** start TEXT PROVIDED **

HTE Investments Ltd. and Mr. Rutledge were found to be the substantially successful parties and were held entitled to costs of the application(s) and cross-application(s).
The Court fixed costs at Schedule C level, totaling $8,050, and declined to award solicitor-client-level or other enhanced costs.
Allegations in the plaintiffs’ costs brief of “misconduct” and “numerous aggravating factors” were largely not particularized, and costs on the “authenticity” front had already been awarded in HTE Investments Ltd v Rutledge, 2025 ABKB 256 (para 108).
Regarding passwords, the Court found that Ms. Rutledge initially had a good-faith position about retaining access as a (then-believed) director or potential reinstated director, that the parties appeared to have reached their own solution at one point, and that when ordered, she provided the required information, with any shortcomings inferred not to be material.

** end TEXT PROVIDED **

■ **WHAT IS NEEDED**
Continue the summary of the court's costs ruling in the dispute between HTE Investments Ltd. and the Rutledges, starting after its last sentence about passwords.

** start RECORDS SUPPLIED **

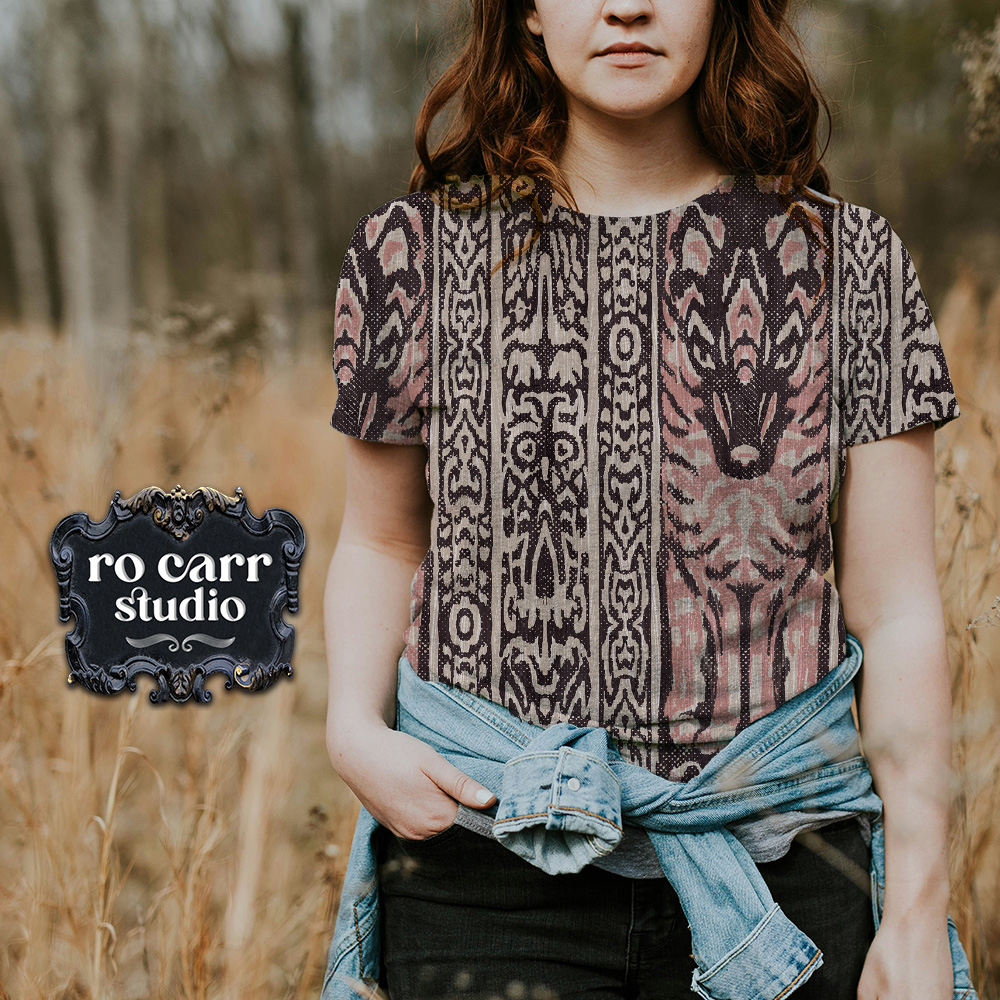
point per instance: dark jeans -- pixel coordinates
(464, 918)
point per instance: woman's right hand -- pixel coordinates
(403, 782)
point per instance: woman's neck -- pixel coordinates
(619, 166)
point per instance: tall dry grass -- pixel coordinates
(195, 851)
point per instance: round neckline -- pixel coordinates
(725, 184)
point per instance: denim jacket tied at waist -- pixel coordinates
(564, 792)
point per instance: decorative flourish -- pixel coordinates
(179, 512)
(185, 644)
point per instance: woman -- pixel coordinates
(661, 377)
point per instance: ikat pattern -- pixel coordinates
(636, 432)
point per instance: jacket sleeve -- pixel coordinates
(379, 320)
(896, 373)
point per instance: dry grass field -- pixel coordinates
(196, 851)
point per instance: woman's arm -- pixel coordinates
(404, 783)
(887, 580)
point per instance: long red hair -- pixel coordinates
(756, 104)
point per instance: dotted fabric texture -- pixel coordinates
(636, 431)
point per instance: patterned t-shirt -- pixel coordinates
(636, 431)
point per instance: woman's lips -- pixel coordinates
(628, 58)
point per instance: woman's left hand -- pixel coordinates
(909, 959)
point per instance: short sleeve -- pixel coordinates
(379, 354)
(895, 372)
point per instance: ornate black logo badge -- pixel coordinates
(179, 586)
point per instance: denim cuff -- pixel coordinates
(773, 961)
(559, 809)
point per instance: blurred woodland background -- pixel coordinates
(178, 182)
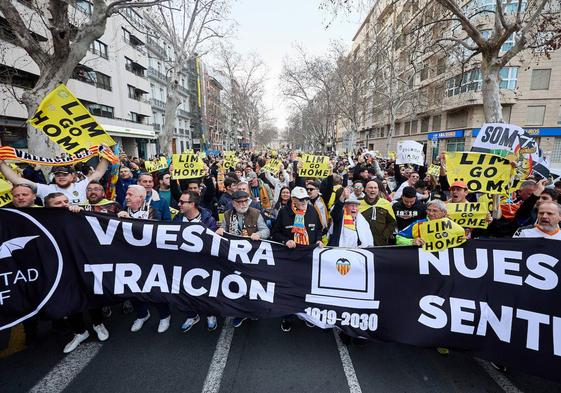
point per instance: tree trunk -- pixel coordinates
(166, 136)
(491, 89)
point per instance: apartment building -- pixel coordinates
(111, 81)
(445, 111)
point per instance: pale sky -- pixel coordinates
(271, 27)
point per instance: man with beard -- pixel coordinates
(65, 181)
(23, 195)
(408, 209)
(378, 213)
(96, 202)
(549, 216)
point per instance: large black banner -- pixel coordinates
(497, 299)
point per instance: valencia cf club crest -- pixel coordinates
(343, 266)
(24, 243)
(344, 278)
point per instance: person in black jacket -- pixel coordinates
(298, 222)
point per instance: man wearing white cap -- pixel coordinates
(349, 228)
(296, 223)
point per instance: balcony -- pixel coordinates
(158, 104)
(157, 75)
(156, 48)
(183, 90)
(182, 113)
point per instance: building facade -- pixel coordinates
(110, 81)
(445, 108)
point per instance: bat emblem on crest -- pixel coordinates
(17, 243)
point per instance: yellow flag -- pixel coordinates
(272, 166)
(314, 166)
(469, 215)
(441, 234)
(187, 166)
(156, 165)
(68, 123)
(486, 173)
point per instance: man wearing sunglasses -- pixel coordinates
(191, 211)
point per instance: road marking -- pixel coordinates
(352, 380)
(16, 343)
(67, 369)
(219, 359)
(498, 377)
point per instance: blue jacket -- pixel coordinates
(206, 219)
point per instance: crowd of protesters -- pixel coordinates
(366, 201)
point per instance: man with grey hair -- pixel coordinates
(409, 236)
(549, 216)
(137, 208)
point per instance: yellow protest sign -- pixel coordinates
(273, 166)
(67, 122)
(156, 165)
(469, 215)
(230, 160)
(441, 234)
(187, 166)
(434, 170)
(5, 192)
(314, 166)
(486, 173)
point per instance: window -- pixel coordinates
(540, 79)
(468, 81)
(455, 145)
(414, 127)
(99, 48)
(425, 124)
(99, 109)
(84, 6)
(436, 120)
(556, 152)
(136, 117)
(424, 73)
(103, 81)
(535, 115)
(441, 66)
(509, 78)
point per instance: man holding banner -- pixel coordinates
(64, 181)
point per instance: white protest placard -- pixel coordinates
(505, 140)
(410, 152)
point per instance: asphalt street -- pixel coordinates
(257, 357)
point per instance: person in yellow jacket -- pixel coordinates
(379, 214)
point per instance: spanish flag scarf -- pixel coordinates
(348, 221)
(299, 228)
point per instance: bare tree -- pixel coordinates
(246, 90)
(68, 38)
(185, 25)
(308, 84)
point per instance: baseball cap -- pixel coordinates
(239, 195)
(299, 192)
(65, 169)
(460, 184)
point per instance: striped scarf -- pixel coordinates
(299, 228)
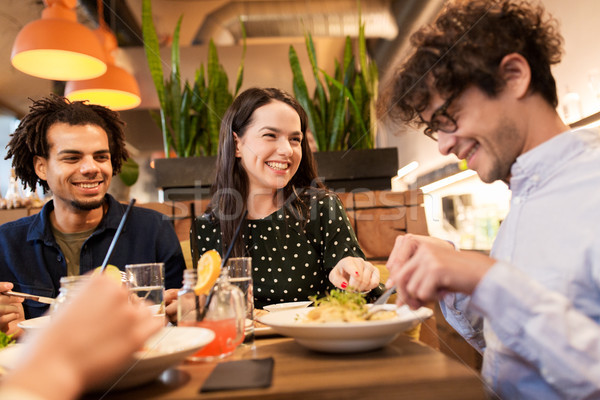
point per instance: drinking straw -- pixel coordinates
(117, 234)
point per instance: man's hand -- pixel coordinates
(11, 311)
(424, 268)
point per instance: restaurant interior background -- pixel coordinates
(466, 211)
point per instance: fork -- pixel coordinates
(379, 304)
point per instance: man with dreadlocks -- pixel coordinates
(73, 149)
(480, 82)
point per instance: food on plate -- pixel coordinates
(343, 306)
(209, 269)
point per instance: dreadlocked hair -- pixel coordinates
(30, 137)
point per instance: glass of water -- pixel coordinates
(240, 275)
(147, 282)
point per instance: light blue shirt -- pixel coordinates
(541, 301)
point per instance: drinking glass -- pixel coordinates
(240, 274)
(147, 282)
(224, 315)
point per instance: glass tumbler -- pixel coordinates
(240, 275)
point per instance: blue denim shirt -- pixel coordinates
(541, 300)
(31, 259)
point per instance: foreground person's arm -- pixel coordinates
(85, 343)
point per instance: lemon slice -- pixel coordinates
(110, 271)
(209, 269)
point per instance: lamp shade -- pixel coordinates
(57, 47)
(117, 89)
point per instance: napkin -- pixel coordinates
(242, 374)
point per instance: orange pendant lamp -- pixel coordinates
(117, 89)
(57, 47)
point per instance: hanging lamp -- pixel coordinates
(117, 89)
(57, 47)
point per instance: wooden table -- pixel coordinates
(401, 370)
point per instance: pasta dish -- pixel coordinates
(344, 306)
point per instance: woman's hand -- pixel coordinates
(356, 273)
(86, 342)
(11, 311)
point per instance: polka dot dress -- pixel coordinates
(291, 258)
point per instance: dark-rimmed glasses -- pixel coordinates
(440, 121)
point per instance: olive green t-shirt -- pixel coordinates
(70, 244)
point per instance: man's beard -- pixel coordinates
(87, 206)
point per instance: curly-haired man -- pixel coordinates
(479, 81)
(74, 149)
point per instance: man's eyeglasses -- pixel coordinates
(440, 121)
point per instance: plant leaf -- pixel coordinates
(130, 171)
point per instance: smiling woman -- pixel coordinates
(297, 233)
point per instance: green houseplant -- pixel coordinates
(190, 113)
(342, 118)
(341, 111)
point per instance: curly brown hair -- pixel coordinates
(464, 46)
(30, 137)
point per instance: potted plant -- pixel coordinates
(190, 113)
(342, 119)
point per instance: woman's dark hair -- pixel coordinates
(230, 190)
(464, 47)
(30, 137)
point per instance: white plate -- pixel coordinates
(344, 337)
(34, 323)
(167, 348)
(40, 322)
(287, 306)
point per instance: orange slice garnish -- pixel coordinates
(209, 269)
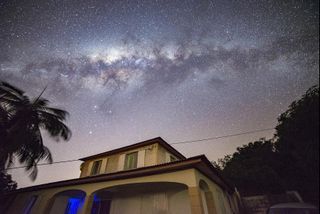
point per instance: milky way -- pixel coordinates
(132, 70)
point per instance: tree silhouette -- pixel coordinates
(21, 122)
(251, 169)
(297, 143)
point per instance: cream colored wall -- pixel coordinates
(189, 177)
(147, 156)
(186, 177)
(163, 155)
(222, 208)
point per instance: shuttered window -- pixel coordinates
(131, 161)
(96, 167)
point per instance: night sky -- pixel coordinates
(130, 70)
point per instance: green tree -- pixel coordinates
(21, 123)
(251, 169)
(297, 143)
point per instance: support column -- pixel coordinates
(195, 200)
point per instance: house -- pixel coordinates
(147, 177)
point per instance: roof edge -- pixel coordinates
(132, 146)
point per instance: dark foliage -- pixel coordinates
(288, 162)
(297, 143)
(6, 183)
(21, 122)
(251, 169)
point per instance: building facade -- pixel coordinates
(147, 177)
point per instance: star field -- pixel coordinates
(130, 70)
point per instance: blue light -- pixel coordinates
(73, 205)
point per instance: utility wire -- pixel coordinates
(181, 142)
(224, 136)
(43, 164)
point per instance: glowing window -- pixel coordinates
(131, 161)
(96, 167)
(73, 205)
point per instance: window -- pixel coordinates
(131, 161)
(73, 205)
(30, 204)
(96, 167)
(172, 158)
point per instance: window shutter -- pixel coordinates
(167, 157)
(121, 162)
(141, 156)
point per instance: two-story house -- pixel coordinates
(147, 177)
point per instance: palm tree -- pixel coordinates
(21, 123)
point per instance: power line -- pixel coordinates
(43, 164)
(181, 142)
(224, 136)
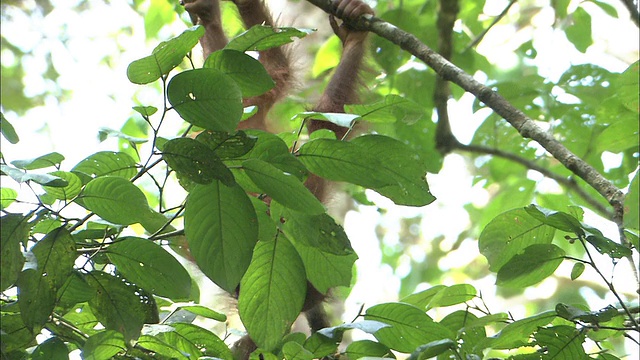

** end RECORDS SUPPLIED **

■ **RESULT**
Payment of the $8,050 Schedule C costs award was deferred until the conclusion of family-property proceedings between Mr. and Ms. Rutledge, with primary payment by set-off against any amount Mr. Rutledge may owe Ms. Rutledge, and if insufficient, Ms. Rutledge has one year from that point to pay.
Background and parties
HTE Investments Ltd. and Mr. Howard Gordon Rutledge are the plaintiffs/defendants by counterclaim in this matter. Ms. Lynn Dianne Rutledge, also known as Lynn Freeman, is the defendant/plaintiff by counterclaim. The costs endorsement is issued by the Court of King’s Bench of Alberta, in the action HTE Investments Ltd v Rutledge, 2026 ABKB 39, under Docket 2401 14454, Registry: Calgary. The endorsement is dated January 16, 2026, and is authored by the Honourable Justice Michael J. Lema. The costs issue arises from “various applications and cross-applications” required in the aftermath of Ms. Rutledge’s ouster as both a director and an employee of HTE Investments Ltd. The parties provided written costs submissions pursuant to an unpublished November 27, 2025 endorsement. The written submissions on costs were provided on December 12, 2025 and January 2, 2026.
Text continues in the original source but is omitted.